## start
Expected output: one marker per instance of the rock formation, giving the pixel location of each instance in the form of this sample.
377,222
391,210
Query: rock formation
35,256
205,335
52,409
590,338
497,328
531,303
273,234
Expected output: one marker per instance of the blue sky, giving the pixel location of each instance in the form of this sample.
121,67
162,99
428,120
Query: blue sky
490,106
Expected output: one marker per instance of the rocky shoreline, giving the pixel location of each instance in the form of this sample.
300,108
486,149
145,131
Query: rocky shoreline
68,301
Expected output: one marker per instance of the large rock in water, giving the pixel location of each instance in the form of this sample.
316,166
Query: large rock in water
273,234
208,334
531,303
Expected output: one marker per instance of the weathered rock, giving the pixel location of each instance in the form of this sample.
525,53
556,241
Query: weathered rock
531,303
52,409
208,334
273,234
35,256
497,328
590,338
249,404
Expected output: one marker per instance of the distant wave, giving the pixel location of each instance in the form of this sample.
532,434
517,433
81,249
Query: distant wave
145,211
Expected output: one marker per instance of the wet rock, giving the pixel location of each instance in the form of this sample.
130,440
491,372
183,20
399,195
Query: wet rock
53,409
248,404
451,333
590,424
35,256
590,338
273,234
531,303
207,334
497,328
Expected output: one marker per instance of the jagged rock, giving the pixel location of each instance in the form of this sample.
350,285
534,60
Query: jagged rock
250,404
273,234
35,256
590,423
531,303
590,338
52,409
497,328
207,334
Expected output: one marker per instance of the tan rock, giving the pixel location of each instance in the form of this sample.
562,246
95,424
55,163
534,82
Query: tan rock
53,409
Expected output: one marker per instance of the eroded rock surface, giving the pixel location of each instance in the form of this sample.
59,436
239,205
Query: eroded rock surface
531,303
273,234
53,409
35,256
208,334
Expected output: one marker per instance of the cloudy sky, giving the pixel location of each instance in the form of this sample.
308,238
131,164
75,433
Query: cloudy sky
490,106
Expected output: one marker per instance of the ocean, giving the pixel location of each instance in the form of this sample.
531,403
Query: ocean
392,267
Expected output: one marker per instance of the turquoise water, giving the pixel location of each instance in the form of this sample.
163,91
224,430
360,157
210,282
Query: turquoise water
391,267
## end
Return the listing above in its exact form.

Expected output: one marker per instance of the rock formation, giving the pixel location of each instance in the form of this sample.
377,222
391,210
Query: rock formation
35,256
205,335
52,409
590,338
497,328
531,303
273,234
Expected output: one marker per instance of the blue sky, giving the pixel location of each instance in the form of this sample.
121,67
162,99
428,120
Query: blue sky
490,106
Expected output: one marker per instance of the rocky shoreline, giving the pixel location of each instance in the form of this sample.
300,108
486,149
145,131
Query: rocky shoreline
68,301
Expected output: one marker per instance of the large rock in water, giving the pixel location of each instance in the form of this sample.
316,166
Query: large rock in water
273,234
208,334
531,303
Expected output: one marker per instance of the weathered rock, giving the pixel location of each instance in the form of this sample.
525,53
556,241
Query: weathered rock
531,303
52,409
208,334
273,234
35,256
497,328
590,338
249,404
Expected output: one marker per instance of the distant wave, giving the pixel location of each instance in the form of this sample.
532,434
517,433
81,249
Query: distant wave
145,211
Expected output: one marker per instance of the wet rock, giving the pixel location of each instance in the form of this sample.
130,440
491,372
183,20
399,195
Query: wet rock
53,409
248,404
451,333
590,424
35,256
590,338
273,234
531,303
207,334
497,328
Expected output: one marker per instance of the jagged rock, giving the pixel location of each instance in the form of this sample.
350,285
534,60
Query: jagged rock
250,404
273,234
35,256
590,423
531,303
590,338
52,409
497,328
207,334
Expected output: one marker per instance of the tan rock, giving the pixel location of each instance in the form of this sample.
562,246
95,424
55,163
534,82
Query: tan rock
53,409
Expected output: one marker per instance of the eroded rock surface, giving the pixel location of each instance in the form of this sample.
59,436
239,205
Query: eroded rock surface
531,303
273,234
53,409
35,256
208,334
Expected output: one marker per instance of the cloudy sky, giving the pixel location of each instance in the form of this sample.
308,238
131,164
75,433
Query: cloudy sky
490,106
Expected output: one marker per instance of the ocean, giving the pixel location of each instance in the form of this sample.
531,403
Query: ocean
392,267
Expected output: one marker per instance of the turquoise water, giving the pixel location of each instance in the form of this sample.
163,91
224,430
360,157
210,282
Query: turquoise water
391,267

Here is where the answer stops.